→ Stored records
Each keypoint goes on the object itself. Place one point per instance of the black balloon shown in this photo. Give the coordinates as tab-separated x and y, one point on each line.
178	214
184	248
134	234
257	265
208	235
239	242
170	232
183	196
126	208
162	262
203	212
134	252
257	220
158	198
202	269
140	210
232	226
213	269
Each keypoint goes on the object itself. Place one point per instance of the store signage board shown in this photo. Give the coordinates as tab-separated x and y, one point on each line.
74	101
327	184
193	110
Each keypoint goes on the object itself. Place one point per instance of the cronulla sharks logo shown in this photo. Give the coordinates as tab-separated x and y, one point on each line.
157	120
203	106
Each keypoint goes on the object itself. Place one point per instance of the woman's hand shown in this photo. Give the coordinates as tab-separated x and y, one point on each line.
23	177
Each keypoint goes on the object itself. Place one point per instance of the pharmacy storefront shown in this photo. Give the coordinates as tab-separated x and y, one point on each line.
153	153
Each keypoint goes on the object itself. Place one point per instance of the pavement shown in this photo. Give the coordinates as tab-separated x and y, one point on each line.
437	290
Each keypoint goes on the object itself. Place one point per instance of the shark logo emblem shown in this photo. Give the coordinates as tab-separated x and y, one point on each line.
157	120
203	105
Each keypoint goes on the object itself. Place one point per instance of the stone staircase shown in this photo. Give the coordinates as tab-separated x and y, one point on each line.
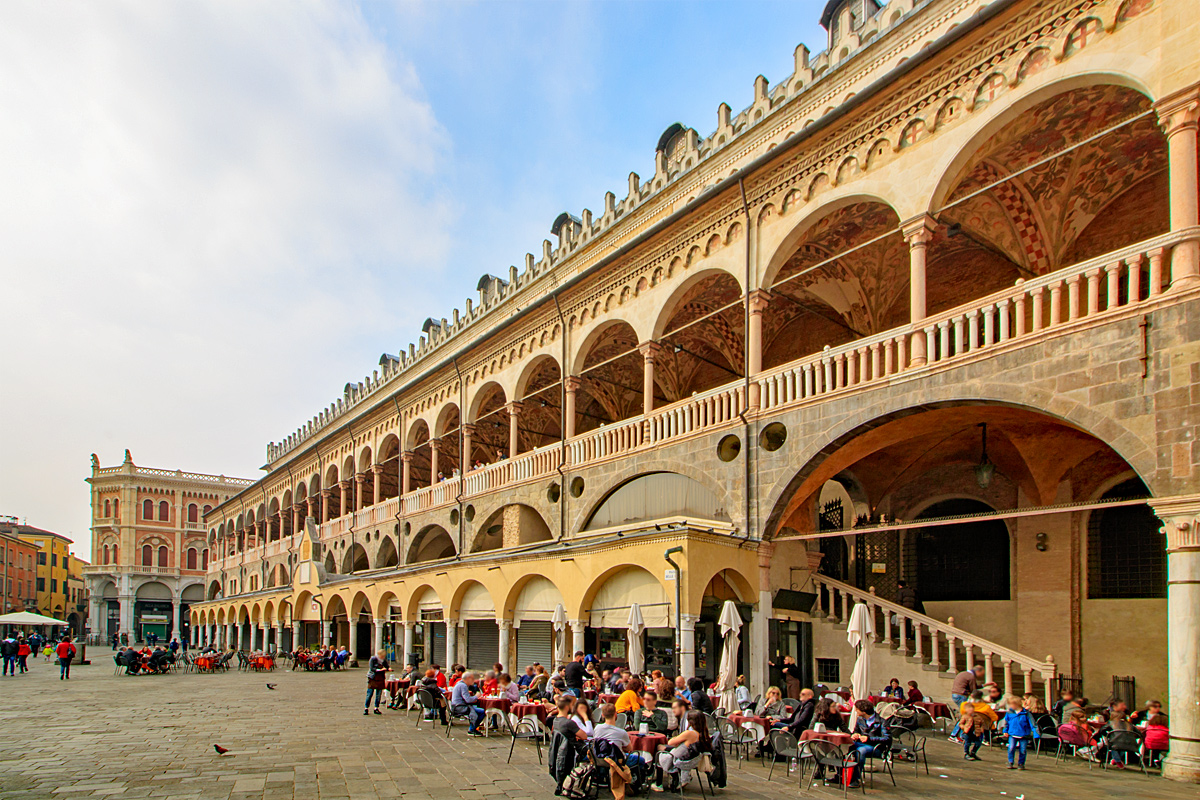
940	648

---

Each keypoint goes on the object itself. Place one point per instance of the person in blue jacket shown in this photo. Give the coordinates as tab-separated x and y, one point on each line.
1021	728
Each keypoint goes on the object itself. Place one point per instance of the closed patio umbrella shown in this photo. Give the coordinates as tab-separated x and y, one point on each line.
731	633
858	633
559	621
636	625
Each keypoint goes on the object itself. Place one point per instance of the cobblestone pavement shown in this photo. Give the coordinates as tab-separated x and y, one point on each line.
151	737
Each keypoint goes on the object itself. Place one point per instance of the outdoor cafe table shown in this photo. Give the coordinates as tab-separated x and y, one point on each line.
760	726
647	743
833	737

---

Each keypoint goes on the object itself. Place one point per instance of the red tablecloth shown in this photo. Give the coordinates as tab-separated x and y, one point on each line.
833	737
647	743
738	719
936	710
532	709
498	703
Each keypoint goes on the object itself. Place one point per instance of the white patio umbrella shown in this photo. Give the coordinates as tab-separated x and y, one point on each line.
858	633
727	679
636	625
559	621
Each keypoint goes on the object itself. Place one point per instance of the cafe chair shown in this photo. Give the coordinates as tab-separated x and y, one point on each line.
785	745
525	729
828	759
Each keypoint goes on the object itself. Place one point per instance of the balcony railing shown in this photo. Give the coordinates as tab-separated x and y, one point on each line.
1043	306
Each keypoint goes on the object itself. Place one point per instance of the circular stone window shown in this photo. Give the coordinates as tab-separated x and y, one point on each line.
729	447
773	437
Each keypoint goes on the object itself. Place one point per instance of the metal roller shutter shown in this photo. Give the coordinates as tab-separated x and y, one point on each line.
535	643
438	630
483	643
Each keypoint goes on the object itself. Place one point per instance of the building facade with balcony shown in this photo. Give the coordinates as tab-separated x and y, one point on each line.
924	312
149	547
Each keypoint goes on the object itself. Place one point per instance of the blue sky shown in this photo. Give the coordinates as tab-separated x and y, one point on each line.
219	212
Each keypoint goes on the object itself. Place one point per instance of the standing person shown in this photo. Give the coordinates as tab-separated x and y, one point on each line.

→ Exercise
Return each line from the listing above that includes the word "pavement".

→ Solution to this task
Each keypoint goes on the object itself. Place one point per instance of the pavement shown in this photo. Give the coordinates as tab-separated x and y, one point on each line.
Each keypoint goes on the object itself. Place one point per instance of the cobblestone pavement shown in this photo. Give the coordinates as tab-separated x and y, one point on each line.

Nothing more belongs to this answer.